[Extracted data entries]

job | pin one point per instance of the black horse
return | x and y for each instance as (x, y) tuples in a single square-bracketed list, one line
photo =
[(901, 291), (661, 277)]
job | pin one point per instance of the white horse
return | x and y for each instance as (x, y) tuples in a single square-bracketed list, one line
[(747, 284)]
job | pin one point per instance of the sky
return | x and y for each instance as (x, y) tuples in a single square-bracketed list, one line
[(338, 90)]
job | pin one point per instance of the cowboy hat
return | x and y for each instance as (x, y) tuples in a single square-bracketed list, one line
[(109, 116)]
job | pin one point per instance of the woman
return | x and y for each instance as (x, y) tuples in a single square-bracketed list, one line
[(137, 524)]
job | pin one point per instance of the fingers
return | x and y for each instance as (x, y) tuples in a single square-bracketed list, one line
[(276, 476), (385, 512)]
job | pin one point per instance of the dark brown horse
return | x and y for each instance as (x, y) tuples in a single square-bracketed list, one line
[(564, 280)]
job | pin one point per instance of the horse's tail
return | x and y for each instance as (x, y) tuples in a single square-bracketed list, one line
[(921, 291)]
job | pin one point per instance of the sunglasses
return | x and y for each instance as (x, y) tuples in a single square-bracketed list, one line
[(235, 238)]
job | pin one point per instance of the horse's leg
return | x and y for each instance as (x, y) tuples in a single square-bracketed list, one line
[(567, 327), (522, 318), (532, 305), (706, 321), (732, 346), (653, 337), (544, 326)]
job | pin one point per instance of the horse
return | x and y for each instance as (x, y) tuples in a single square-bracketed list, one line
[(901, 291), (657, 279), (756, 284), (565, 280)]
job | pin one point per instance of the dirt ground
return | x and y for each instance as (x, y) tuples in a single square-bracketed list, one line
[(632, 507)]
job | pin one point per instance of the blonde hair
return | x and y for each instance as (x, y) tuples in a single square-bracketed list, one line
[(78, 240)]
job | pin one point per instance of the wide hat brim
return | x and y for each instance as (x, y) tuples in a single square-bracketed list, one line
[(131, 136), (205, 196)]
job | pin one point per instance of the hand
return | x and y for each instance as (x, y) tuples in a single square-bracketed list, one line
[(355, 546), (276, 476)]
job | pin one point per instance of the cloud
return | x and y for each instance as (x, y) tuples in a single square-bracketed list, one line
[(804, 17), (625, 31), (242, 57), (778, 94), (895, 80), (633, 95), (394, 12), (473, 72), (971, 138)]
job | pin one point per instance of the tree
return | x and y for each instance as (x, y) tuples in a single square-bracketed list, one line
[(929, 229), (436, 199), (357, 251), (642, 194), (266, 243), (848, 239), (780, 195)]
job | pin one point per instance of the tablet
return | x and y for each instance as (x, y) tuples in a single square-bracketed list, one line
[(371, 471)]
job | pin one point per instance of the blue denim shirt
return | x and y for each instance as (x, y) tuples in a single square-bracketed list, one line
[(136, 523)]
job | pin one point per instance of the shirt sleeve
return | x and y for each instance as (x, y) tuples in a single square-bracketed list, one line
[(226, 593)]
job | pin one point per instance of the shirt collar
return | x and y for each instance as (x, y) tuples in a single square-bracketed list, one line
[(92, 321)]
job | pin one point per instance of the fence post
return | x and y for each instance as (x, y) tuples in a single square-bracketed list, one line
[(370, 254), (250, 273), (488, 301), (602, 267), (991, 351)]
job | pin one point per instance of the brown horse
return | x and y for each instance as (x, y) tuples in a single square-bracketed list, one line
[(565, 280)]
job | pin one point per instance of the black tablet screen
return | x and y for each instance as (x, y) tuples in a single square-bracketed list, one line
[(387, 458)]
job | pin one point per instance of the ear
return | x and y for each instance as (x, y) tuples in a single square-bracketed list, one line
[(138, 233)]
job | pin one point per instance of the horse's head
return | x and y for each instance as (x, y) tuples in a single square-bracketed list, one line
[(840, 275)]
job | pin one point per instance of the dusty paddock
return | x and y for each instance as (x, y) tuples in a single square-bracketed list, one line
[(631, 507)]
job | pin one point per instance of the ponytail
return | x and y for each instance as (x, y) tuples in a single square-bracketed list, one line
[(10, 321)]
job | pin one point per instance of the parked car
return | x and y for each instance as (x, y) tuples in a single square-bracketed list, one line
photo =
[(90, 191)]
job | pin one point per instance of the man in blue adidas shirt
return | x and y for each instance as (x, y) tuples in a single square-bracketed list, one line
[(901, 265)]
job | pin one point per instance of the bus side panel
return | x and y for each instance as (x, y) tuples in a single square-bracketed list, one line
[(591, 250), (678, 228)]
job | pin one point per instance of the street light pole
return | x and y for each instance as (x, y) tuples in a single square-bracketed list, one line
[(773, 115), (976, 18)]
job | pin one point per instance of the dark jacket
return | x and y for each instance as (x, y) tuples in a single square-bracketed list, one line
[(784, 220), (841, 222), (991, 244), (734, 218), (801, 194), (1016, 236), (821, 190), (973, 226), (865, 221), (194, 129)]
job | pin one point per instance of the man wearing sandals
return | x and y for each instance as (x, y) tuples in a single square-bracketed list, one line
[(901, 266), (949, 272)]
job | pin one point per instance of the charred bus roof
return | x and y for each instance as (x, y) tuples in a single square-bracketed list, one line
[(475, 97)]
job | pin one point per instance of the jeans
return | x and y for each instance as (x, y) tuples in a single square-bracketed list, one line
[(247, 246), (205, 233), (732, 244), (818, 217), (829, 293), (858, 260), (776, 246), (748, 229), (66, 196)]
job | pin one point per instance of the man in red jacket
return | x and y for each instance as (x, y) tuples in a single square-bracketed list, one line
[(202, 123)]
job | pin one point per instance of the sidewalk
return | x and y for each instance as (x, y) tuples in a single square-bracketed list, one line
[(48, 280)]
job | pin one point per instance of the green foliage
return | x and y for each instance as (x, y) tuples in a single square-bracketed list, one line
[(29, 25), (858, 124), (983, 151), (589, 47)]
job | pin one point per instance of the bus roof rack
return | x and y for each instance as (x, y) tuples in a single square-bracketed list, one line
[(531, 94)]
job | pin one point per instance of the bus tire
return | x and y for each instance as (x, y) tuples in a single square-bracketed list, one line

■ WHAT THE EXERCISE ASKS
Reproduce every line from the one containing "job | pin one point per instance of the black tablet" down to the one containing "[(90, 191)]", both included. Multiply each coordinate in the answers by 2.1 and round to whole numbers, with halves rounded up, and leave all other lines unchanged.

■ OUTPUT FOR THIS EXERCISE
job | pin one point per instance of the black tablet screen
return | x and y for each instance as (x, y) tuples in a single square-bracketed list, one line
[(813, 962)]
job | pin one point per instance of the ear
return | x and y for each instance as (x, y) tuples in a single square-bracketed list, one line
[(290, 489)]
job | pin one point per instance of the horse's head
return | x and y for each instance as (x, y) tuples in a single square-bracketed list, one line
[(1764, 578)]
job | pin one point per instance of the dusty paddock
return | x and y for each instance as (x, y) tuples in a single square-bracketed list, one line
[(1325, 1065)]
job | pin one point per instance of the ponytail
return | x and y for each instance as (x, y) tuples in a single square-bracketed list, one line
[(21, 674)]
job | pin one point per instance of the parked car
return | x and y for each instance as (x, y) tuples in a single square-bracketed list, one line
photo =
[(189, 401)]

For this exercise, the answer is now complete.